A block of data

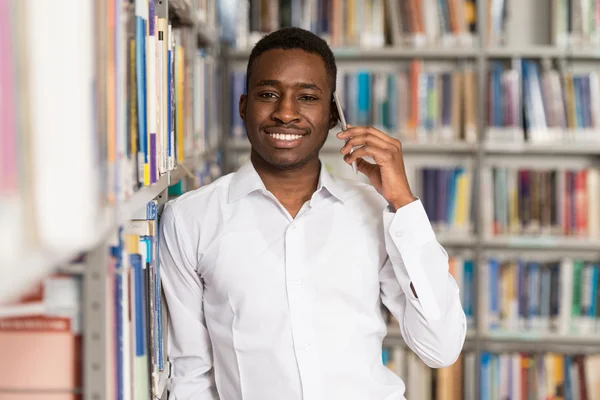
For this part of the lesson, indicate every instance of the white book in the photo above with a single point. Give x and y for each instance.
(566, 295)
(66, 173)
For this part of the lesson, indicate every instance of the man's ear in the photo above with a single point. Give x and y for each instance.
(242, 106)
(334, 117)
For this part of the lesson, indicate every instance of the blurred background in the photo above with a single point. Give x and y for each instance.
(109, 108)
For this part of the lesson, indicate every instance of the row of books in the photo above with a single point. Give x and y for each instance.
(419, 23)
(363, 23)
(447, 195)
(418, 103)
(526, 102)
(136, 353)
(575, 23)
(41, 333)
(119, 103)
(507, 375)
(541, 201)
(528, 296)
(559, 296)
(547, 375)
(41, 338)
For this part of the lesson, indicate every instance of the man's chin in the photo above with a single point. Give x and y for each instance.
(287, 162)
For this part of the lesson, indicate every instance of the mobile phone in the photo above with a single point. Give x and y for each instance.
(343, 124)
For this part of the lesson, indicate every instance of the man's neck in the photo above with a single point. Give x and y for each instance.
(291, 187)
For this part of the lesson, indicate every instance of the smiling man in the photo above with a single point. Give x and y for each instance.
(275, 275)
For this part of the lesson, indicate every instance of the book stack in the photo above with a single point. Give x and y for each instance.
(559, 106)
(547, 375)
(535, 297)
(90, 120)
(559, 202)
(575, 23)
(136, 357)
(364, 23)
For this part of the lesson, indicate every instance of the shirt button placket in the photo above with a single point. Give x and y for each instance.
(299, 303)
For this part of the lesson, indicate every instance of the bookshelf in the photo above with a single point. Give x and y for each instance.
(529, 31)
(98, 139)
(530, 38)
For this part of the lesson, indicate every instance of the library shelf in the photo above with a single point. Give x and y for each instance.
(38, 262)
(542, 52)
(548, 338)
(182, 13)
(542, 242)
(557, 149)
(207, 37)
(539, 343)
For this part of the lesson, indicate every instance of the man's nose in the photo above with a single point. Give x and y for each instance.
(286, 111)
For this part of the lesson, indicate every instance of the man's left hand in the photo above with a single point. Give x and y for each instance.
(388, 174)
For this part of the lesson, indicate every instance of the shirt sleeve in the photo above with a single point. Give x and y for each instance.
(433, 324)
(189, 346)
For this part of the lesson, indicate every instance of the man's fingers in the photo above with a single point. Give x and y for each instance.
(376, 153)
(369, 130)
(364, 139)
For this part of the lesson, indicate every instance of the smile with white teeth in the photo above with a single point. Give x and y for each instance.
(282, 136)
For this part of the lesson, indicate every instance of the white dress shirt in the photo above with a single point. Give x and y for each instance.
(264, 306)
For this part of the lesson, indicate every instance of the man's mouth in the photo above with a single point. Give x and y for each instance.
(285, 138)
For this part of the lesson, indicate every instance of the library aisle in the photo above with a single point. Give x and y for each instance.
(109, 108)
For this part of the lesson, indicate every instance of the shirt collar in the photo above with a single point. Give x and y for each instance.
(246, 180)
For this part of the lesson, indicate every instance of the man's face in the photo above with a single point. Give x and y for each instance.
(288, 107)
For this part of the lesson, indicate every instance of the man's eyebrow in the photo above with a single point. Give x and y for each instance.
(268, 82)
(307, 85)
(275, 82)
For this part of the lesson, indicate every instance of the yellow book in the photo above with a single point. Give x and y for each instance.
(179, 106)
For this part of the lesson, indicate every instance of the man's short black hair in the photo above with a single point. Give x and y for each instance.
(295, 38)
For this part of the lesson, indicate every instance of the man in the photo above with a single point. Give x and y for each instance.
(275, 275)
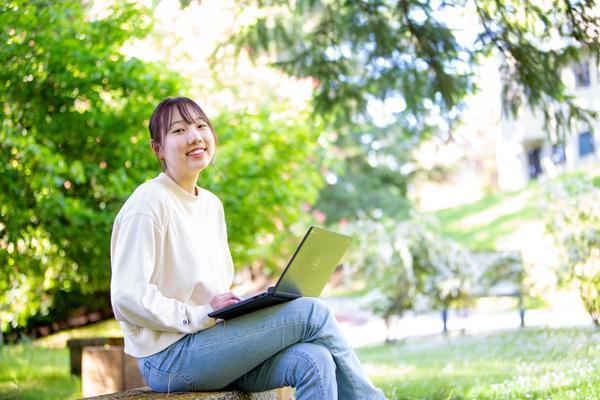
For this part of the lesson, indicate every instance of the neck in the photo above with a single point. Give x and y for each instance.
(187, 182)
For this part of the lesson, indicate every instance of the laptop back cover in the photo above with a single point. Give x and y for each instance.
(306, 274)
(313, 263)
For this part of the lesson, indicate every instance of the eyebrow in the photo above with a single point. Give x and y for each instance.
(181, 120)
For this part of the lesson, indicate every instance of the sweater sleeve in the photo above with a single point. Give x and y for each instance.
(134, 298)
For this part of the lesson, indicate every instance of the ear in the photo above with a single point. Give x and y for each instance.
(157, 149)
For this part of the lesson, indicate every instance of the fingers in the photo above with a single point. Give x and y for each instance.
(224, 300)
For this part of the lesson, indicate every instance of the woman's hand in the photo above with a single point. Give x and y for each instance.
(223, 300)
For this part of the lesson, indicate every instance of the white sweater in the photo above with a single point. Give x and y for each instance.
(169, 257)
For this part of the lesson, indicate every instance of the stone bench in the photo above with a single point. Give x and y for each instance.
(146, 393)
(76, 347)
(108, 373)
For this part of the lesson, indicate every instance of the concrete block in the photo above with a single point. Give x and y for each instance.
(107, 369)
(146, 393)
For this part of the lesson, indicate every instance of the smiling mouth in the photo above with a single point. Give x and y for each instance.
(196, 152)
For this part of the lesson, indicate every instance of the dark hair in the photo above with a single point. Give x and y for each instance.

Work required:
All records above are to be printed exactly, minus the pictures they contain.

Right answer:
For this part of the lesson, indicate every instance of the white book in the photo above with a single point. Give x and y for each instance.
(566, 295)
(66, 173)
For this part of the lesson, indicate every instance of the man's ear in the photo above with a single point. Give x and y for each instance.
(242, 106)
(334, 117)
For this part of the lesson, indicate every instance of the blurred background in the photo above with a single point. Give x and y for each instance.
(109, 108)
For this part of the lesson, indicate every instance of the row of books in the photo above with a single point. Give x and y for each instance.
(419, 23)
(363, 23)
(447, 195)
(418, 103)
(526, 102)
(136, 353)
(575, 23)
(41, 333)
(119, 103)
(507, 375)
(541, 201)
(528, 296)
(559, 296)
(547, 375)
(41, 338)
For this part of the lesson, indicate every instance of the man's chin in the photo above with a single point. Give x and y for each instance.
(287, 162)
For this part of the lesson, indicate every instance of the mobile phone in the photo above with a single point. Give x and y for each instance.
(343, 124)
For this part of the lesson, indicate every instance of the man's neck in the photo above with a single point. Give x and y for each instance.
(291, 187)
For this part of the lesson, indicate every instance of the smiling man in the photo above with a single point. Give x and y for each instance.
(275, 275)
For this part of the lesson, indicate every instance of the book stack in the photo above with a single point. Give x and y for each instance.
(559, 106)
(547, 375)
(535, 297)
(90, 120)
(559, 202)
(575, 23)
(136, 357)
(364, 23)
For this part of the lesson, indicate every instance of the shirt button placket in the photo above with a single point. Give x and y for each instance.
(299, 303)
For this part of the lesson, indicate every instance of the bookshelf in the photo above with a single point. Give x and y for each instance.
(529, 31)
(98, 139)
(530, 38)
For this part of the lesson, indicate every instance of the library shelf in the photo above with a single point. Give x and y for each instance.
(38, 262)
(542, 52)
(548, 338)
(182, 13)
(542, 242)
(557, 149)
(207, 37)
(539, 343)
For this part of the lesson, indicate every instance of the man's nose in the photo above with a single point. Give x and y for each instance.
(286, 111)
For this part of the lesson, indicate every instance of the man's left hand in the photo above with a single point. Give x and y for each instance.
(388, 174)
For this part of the lesson, indicate every instance of the shirt sleeve in the photo above with a single point. Give x and y for each instance.
(433, 324)
(189, 346)
For this part of the lesson, indicate every instance of the man's fingers in the photo above with a single point. Give x and y for each instance.
(376, 153)
(369, 130)
(364, 139)
For this part of the lesson, indicate every instance of the smile with white teeth in the photo above with a single point. Give x and y for each instance.
(282, 136)
For this part of the lesson, indicate every instance of the white dress shirt in the photo above with a single point. Give x and y for each instance.
(264, 306)
For this part of the lesson, indicate every instance of the man's mouth in the photo above with a single point. Give x and y for each instance.
(285, 138)
For this part of the lesson, indicate every instance of the library aisle in the photo above with a single point. Give x and y for each instance.
(109, 108)
For this part of the lesson, indicate every instance of the shirt collar in the photo above with a single point. Give x and y for each instance.
(246, 180)
For this part of the lesson, indicate every instance of the man's face in the photo above with a single point. Give x and y for each instance.
(288, 107)
For this part of the lesson, indicate every instance of the man's eyebrow in the photo above with a single point. Give x and y for each instance.
(268, 82)
(307, 85)
(275, 82)
For this part of the lesson, indicate every instance of the yellow book in the photo above with a single point. Give x and y for each instance.
(179, 106)
For this part of the lesson, indicate every instance of the man's short black hair in the photo above with a single point. Give x and y for each instance.
(295, 38)
For this part of the lesson, indicate every instance of the man in the photo above with a single point. Give x and y for each instance.
(275, 275)
For this part of the lesson, indicate every instance of the neck in the photo above with a single point. Give x and y for each instance.
(187, 182)
For this part of the lesson, indicate every instance of the laptop back cover in the photo above with a single point. Give x and y for each instance.
(306, 274)
(313, 263)
For this part of the lesson, indicate every instance of the eyebrow in the photo above with a single point. Give x and y for each instance.
(181, 120)
For this part of the lesson, indicate every instance of the sweater sleeve in the photo above with a single point. Give x and y for each instance.
(134, 298)
For this part of the lesson, indicate every instance of the ear in the photo above with a single point. Give x and y for each instance.
(157, 149)
For this part of the lesson, indicate every instance of the fingers in the photo above with a single point. Give x and y for each instance.
(224, 300)
For this part of the lesson, indicate every instance of the woman's hand in the photo above with a single point. Give x and y for each instance.
(223, 300)
For this part of the lesson, indicate every instance of the white sweater in the photo above with a single point. Give x and y for each instance.
(169, 257)
For this part of the lesson, indicate every instance of the stone bench in the photo above with a single point. Give x and y for each instance.
(146, 393)
(76, 347)
(108, 373)
For this part of the lesson, indicate every instance of the concrete block in the photo above with a single point. Give x and y for each instance.
(107, 369)
(146, 393)
For this part of the lesson, indicate every instance of the smiling mouth in the photo above with a single point. Give x and y for each instance.
(196, 152)
For this part of the lesson, indicate every instance of the dark hair in the photo above with a single point. Give x and y for each instance.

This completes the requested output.